Exercise description: Which lines run from the one containing "Exercise. Spot the running" to the end of the records? Write them out exactly, both ends included, and nothing else.

Start of Block

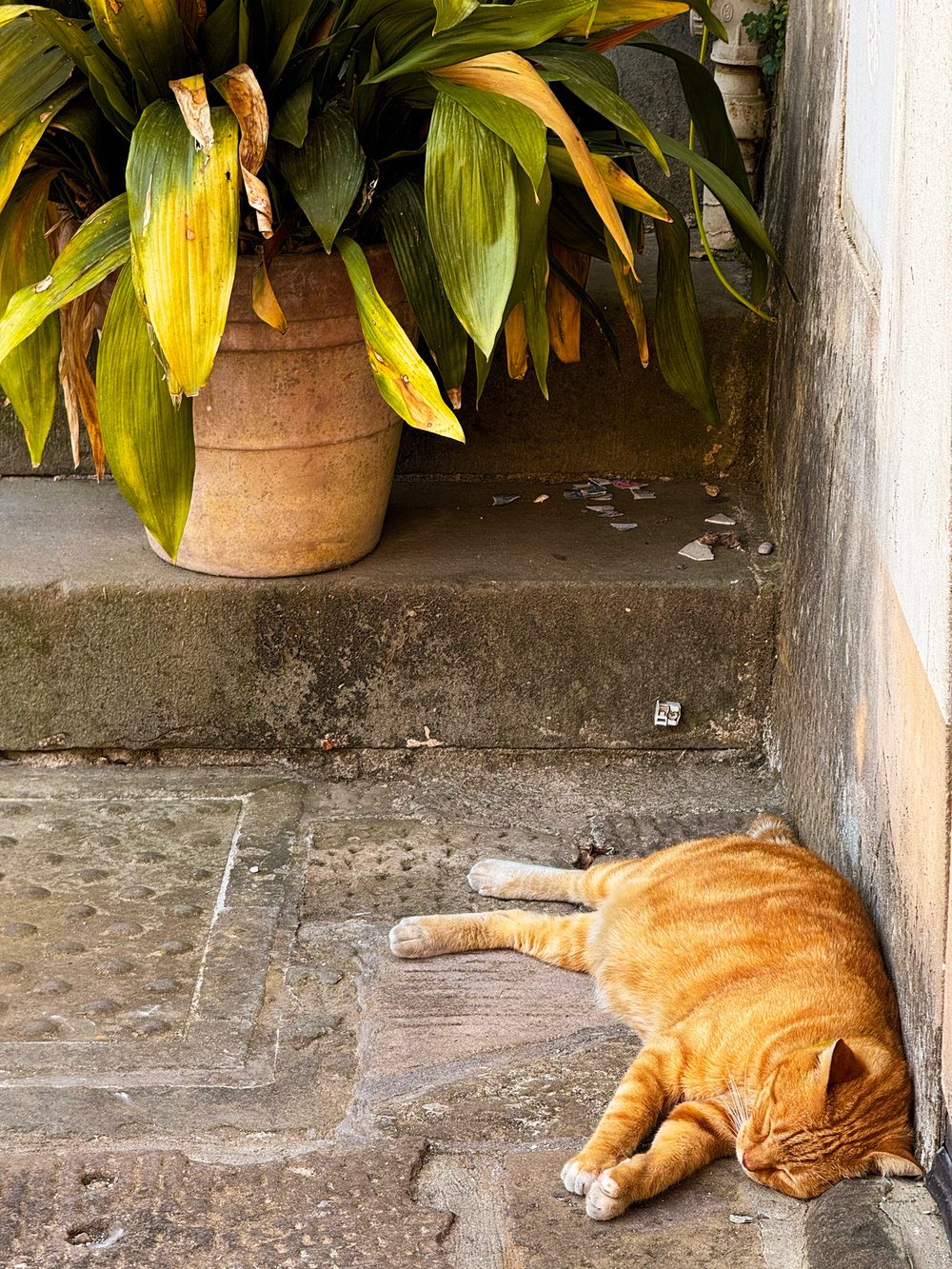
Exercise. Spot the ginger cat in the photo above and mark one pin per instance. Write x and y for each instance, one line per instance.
(753, 975)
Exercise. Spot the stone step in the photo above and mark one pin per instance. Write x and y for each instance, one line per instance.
(478, 625)
(596, 418)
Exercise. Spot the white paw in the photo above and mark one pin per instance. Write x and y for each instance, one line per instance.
(602, 1202)
(409, 938)
(495, 877)
(575, 1180)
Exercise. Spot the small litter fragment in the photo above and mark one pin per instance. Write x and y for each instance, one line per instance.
(666, 713)
(697, 551)
(722, 540)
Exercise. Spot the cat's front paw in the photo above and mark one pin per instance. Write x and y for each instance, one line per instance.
(498, 877)
(579, 1174)
(410, 938)
(604, 1200)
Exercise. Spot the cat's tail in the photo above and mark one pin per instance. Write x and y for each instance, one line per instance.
(771, 827)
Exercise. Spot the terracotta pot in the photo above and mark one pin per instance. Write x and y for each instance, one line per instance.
(295, 448)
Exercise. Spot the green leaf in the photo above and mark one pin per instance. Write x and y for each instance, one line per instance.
(291, 121)
(491, 28)
(148, 35)
(452, 11)
(608, 104)
(714, 24)
(516, 123)
(403, 378)
(533, 302)
(185, 221)
(18, 144)
(105, 76)
(678, 339)
(101, 245)
(472, 212)
(29, 374)
(733, 199)
(404, 216)
(30, 69)
(148, 439)
(706, 106)
(326, 174)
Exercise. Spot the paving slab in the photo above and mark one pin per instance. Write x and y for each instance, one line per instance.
(311, 1100)
(471, 625)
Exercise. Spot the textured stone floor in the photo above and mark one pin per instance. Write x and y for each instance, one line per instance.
(208, 1056)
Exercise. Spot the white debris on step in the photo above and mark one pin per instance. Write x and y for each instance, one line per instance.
(697, 551)
(666, 713)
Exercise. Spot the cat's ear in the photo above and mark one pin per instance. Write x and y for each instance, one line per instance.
(894, 1162)
(838, 1063)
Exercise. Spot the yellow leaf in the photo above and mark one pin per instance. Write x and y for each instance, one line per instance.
(265, 301)
(625, 12)
(517, 344)
(617, 182)
(510, 75)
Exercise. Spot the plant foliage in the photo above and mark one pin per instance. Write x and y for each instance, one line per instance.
(486, 142)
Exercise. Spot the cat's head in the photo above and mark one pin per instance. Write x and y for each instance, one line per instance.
(828, 1113)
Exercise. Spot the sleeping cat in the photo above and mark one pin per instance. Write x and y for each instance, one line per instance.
(753, 975)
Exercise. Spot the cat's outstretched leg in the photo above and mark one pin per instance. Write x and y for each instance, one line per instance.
(630, 1116)
(693, 1135)
(506, 879)
(560, 941)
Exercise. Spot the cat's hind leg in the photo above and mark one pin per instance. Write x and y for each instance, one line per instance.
(636, 1107)
(692, 1136)
(560, 941)
(506, 879)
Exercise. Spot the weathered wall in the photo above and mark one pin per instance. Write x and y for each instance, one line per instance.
(860, 472)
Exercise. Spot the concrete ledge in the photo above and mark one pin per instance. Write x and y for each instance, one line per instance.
(522, 625)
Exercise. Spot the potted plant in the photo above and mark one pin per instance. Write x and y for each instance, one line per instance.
(291, 186)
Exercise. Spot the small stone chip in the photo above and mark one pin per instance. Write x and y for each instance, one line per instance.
(52, 987)
(116, 964)
(80, 910)
(697, 551)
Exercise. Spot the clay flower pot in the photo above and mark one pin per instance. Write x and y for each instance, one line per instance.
(295, 448)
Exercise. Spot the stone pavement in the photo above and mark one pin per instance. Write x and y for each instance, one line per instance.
(208, 1056)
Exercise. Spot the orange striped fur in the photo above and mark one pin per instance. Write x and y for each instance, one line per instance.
(753, 976)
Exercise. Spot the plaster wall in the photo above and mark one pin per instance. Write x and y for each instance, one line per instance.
(860, 469)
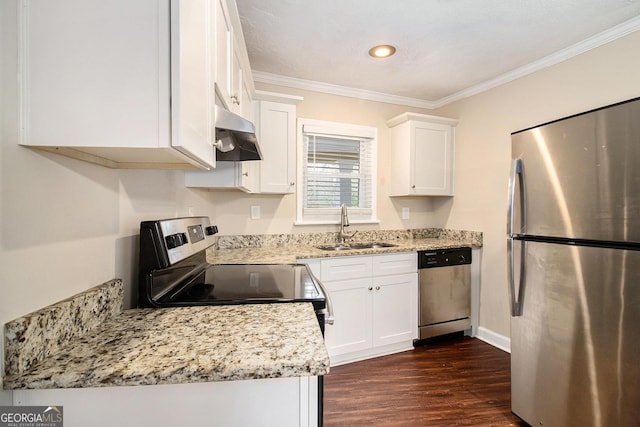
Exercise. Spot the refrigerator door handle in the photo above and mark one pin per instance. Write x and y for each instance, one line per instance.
(516, 299)
(517, 178)
(517, 173)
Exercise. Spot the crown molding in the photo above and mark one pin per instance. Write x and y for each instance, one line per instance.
(586, 45)
(275, 79)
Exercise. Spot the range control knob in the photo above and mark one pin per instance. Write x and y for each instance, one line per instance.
(175, 240)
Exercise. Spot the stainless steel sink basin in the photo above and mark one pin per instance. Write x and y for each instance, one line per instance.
(334, 247)
(372, 245)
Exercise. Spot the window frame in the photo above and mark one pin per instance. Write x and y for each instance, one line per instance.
(337, 130)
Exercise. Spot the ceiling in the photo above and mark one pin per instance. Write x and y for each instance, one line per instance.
(446, 49)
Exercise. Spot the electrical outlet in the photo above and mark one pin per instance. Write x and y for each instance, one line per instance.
(255, 212)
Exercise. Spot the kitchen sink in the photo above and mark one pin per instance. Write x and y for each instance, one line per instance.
(371, 245)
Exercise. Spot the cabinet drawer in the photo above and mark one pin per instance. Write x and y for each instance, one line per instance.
(345, 268)
(388, 264)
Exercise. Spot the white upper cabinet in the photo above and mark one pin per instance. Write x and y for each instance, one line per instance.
(130, 84)
(275, 119)
(276, 129)
(232, 69)
(191, 112)
(422, 155)
(98, 79)
(223, 46)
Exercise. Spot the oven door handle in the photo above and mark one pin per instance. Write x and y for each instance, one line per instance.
(328, 318)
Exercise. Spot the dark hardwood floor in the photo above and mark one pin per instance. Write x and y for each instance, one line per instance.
(457, 382)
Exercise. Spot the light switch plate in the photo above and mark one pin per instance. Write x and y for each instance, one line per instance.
(255, 212)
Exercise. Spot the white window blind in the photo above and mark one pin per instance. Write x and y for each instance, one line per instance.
(338, 165)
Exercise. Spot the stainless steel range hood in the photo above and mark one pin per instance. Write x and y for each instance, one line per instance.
(235, 137)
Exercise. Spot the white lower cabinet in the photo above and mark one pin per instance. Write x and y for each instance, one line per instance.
(375, 304)
(290, 402)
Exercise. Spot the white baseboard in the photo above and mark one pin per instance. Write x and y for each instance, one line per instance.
(493, 338)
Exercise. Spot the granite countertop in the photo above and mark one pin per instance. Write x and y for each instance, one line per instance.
(185, 345)
(88, 341)
(289, 254)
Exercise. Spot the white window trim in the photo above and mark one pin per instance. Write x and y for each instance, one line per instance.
(344, 130)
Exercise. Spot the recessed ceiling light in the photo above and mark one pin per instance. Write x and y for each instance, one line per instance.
(382, 51)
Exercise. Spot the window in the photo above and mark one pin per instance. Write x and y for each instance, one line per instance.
(336, 165)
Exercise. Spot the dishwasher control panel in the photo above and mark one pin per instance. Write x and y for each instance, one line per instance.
(444, 257)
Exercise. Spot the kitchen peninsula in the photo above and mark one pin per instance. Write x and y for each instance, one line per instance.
(249, 364)
(240, 364)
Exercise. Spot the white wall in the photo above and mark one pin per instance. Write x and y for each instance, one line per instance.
(600, 77)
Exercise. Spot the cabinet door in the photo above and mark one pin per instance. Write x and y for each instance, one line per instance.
(432, 159)
(344, 268)
(277, 138)
(191, 80)
(395, 309)
(391, 264)
(351, 330)
(95, 74)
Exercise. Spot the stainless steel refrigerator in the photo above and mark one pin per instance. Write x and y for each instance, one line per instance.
(573, 241)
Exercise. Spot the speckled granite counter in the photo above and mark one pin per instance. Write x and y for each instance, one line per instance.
(286, 249)
(185, 345)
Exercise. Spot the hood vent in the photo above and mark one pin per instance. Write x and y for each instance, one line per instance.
(235, 137)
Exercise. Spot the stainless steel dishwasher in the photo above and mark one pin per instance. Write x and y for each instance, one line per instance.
(445, 291)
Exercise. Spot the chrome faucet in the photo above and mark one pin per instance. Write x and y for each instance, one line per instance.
(344, 222)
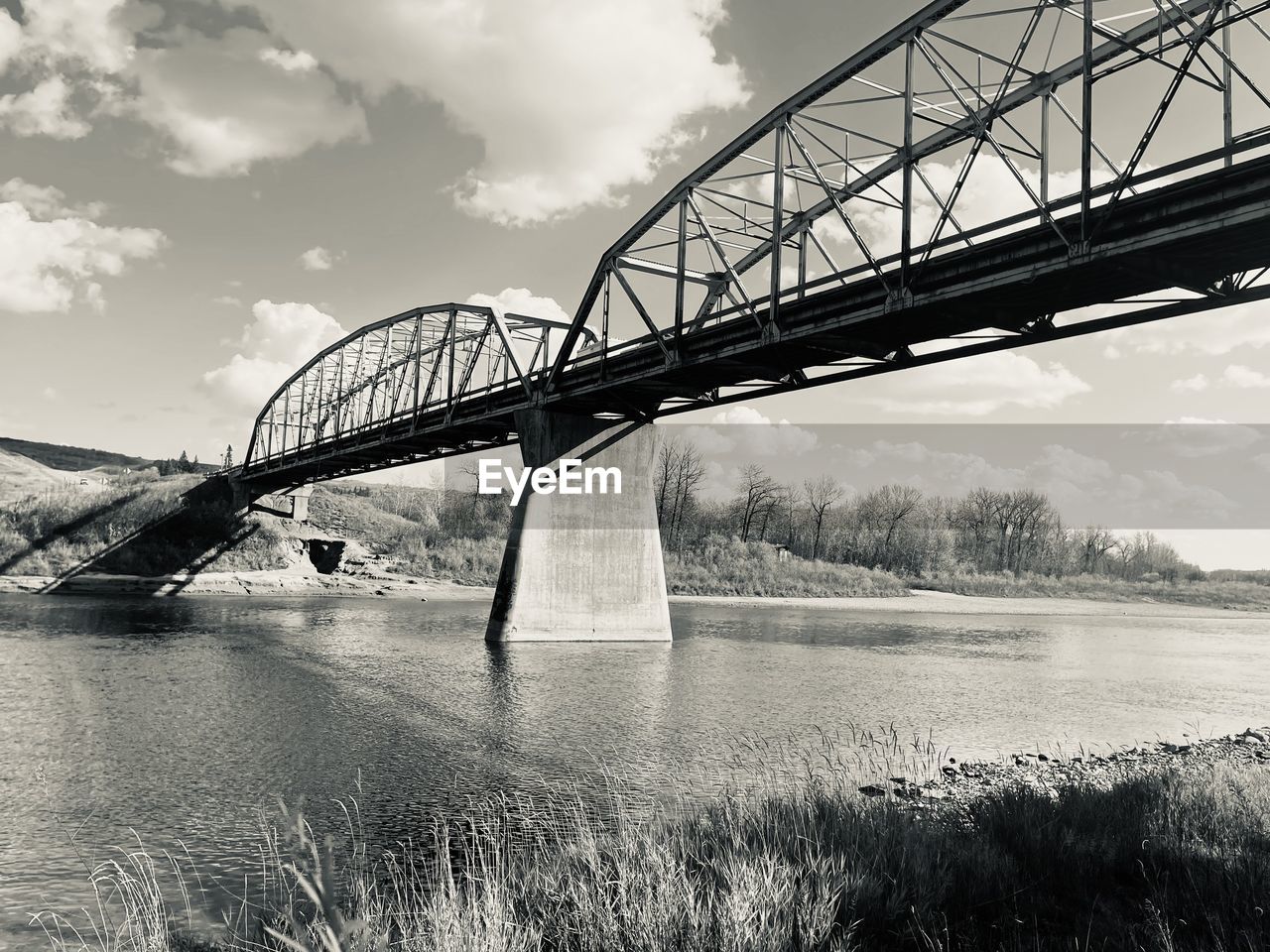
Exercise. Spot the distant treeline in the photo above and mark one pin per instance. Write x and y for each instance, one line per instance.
(899, 530)
(894, 529)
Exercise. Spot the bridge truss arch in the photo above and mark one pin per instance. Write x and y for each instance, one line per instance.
(377, 394)
(987, 176)
(966, 122)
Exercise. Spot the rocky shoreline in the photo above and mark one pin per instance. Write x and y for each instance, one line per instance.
(962, 782)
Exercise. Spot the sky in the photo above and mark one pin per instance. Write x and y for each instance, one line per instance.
(198, 194)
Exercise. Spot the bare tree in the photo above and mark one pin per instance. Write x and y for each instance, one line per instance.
(689, 475)
(821, 494)
(670, 456)
(756, 490)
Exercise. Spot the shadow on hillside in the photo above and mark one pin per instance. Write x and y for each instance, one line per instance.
(162, 556)
(64, 529)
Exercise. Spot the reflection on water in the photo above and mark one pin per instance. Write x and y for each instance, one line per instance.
(182, 717)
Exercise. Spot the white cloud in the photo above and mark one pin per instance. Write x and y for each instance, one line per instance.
(48, 200)
(10, 39)
(93, 35)
(281, 338)
(1245, 377)
(223, 108)
(976, 386)
(289, 60)
(1194, 436)
(317, 259)
(524, 302)
(1210, 333)
(572, 102)
(748, 431)
(46, 266)
(1191, 385)
(44, 111)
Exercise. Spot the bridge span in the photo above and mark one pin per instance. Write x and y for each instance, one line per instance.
(989, 175)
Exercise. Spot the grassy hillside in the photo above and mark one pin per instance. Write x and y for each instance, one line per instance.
(139, 526)
(22, 476)
(71, 458)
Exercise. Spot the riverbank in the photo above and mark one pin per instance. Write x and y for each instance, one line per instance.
(388, 585)
(1160, 849)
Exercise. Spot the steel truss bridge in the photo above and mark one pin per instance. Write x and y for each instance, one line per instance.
(989, 175)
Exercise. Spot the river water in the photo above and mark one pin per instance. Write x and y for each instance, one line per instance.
(177, 720)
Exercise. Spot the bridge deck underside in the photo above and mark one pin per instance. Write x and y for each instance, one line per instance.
(1191, 234)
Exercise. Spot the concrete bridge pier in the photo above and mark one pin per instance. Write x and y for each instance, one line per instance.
(587, 566)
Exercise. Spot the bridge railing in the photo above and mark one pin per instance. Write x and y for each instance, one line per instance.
(970, 119)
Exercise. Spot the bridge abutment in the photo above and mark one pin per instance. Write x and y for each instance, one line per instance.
(583, 566)
(290, 504)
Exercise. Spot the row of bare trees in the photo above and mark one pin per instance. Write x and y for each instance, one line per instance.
(896, 527)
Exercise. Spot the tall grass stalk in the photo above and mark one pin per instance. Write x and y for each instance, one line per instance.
(1167, 860)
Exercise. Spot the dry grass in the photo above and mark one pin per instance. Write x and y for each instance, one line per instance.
(141, 526)
(1170, 861)
(1215, 594)
(731, 567)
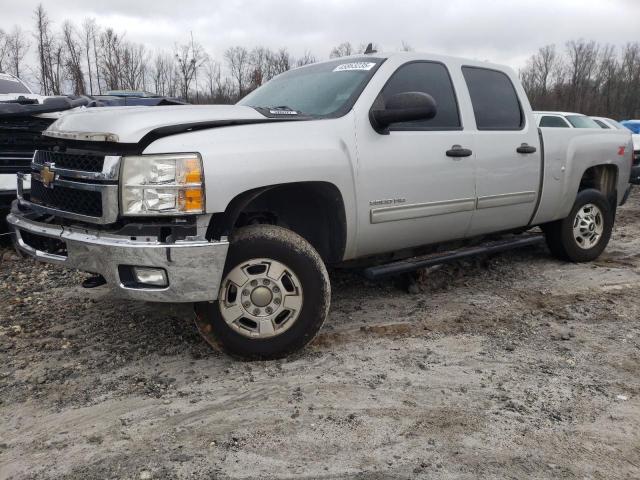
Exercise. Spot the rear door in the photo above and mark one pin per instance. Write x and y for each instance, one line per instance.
(507, 152)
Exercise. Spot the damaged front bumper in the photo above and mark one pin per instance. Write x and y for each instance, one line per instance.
(193, 268)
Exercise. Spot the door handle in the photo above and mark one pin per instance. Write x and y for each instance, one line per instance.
(524, 148)
(458, 152)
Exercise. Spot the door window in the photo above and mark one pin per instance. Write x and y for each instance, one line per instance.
(427, 77)
(553, 122)
(495, 102)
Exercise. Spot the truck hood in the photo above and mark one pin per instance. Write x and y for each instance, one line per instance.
(131, 124)
(11, 97)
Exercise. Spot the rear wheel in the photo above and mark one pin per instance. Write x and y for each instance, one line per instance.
(585, 233)
(274, 295)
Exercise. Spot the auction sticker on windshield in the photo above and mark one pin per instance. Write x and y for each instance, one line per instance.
(348, 67)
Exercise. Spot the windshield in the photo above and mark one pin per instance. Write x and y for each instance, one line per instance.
(580, 121)
(324, 89)
(12, 86)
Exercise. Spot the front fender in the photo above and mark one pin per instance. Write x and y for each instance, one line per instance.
(245, 158)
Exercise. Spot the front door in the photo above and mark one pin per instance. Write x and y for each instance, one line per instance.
(416, 184)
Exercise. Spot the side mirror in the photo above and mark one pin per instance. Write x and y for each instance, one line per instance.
(404, 107)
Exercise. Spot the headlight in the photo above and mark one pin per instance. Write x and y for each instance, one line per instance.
(162, 184)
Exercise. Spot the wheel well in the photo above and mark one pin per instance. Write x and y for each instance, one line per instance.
(603, 178)
(314, 210)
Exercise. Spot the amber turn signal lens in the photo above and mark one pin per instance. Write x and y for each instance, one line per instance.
(193, 171)
(191, 200)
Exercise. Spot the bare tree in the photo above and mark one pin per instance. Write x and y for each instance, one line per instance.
(17, 47)
(307, 58)
(4, 50)
(587, 77)
(343, 50)
(238, 62)
(89, 32)
(189, 59)
(164, 75)
(110, 62)
(73, 58)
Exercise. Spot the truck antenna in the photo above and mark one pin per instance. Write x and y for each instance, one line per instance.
(370, 49)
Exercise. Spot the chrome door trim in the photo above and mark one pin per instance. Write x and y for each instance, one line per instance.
(421, 210)
(506, 199)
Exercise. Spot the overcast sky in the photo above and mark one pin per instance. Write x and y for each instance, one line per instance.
(503, 31)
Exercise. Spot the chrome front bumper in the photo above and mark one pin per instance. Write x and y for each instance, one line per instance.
(193, 267)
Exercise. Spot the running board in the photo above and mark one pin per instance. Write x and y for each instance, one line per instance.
(414, 263)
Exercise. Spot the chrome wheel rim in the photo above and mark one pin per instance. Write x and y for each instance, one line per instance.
(260, 298)
(588, 226)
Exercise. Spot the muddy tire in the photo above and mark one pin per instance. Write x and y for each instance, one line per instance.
(585, 233)
(274, 295)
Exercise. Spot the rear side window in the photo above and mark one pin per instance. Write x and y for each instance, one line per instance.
(554, 122)
(426, 77)
(495, 102)
(580, 121)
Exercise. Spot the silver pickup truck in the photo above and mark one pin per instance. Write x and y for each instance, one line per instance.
(380, 159)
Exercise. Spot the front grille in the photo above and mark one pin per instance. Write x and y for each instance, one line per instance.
(83, 202)
(53, 246)
(71, 161)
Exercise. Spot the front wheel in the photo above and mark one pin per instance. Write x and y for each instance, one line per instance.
(274, 295)
(585, 233)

End of Block

Final answer:
Exercise. Spot the running board in the photo above and mark one pin per instance. Write x and y for each instance, one line per instance.
(414, 263)
Exercise. Spot the chrome wheel rim in the photo above and mark one pin per instance. Write x and y for each instance, one line per instance.
(260, 298)
(588, 226)
Exercise. Spot the muddy tire in the photo above and mark one pin per instance. Write x and y for each instance, one line per instance.
(585, 233)
(274, 295)
Exercise. Spot the rear side window in the photo above and mark one pin per instance. Write x and y for each instance, one line per instance.
(554, 122)
(426, 77)
(495, 102)
(580, 121)
Exercise. Spot the silver pickup truck in the photo above and mark one pin per instance. Write x and y for each instance, one line per instance.
(380, 159)
Exercise. Spot the front grille in the photo above and mark one pin per instance. Write x and y for each instance, one line per instance.
(83, 202)
(53, 246)
(71, 161)
Exercise. Spot the front wheel in the photo above and mark one pin per instance. Write x and y for each instance, one line per instance.
(274, 295)
(585, 233)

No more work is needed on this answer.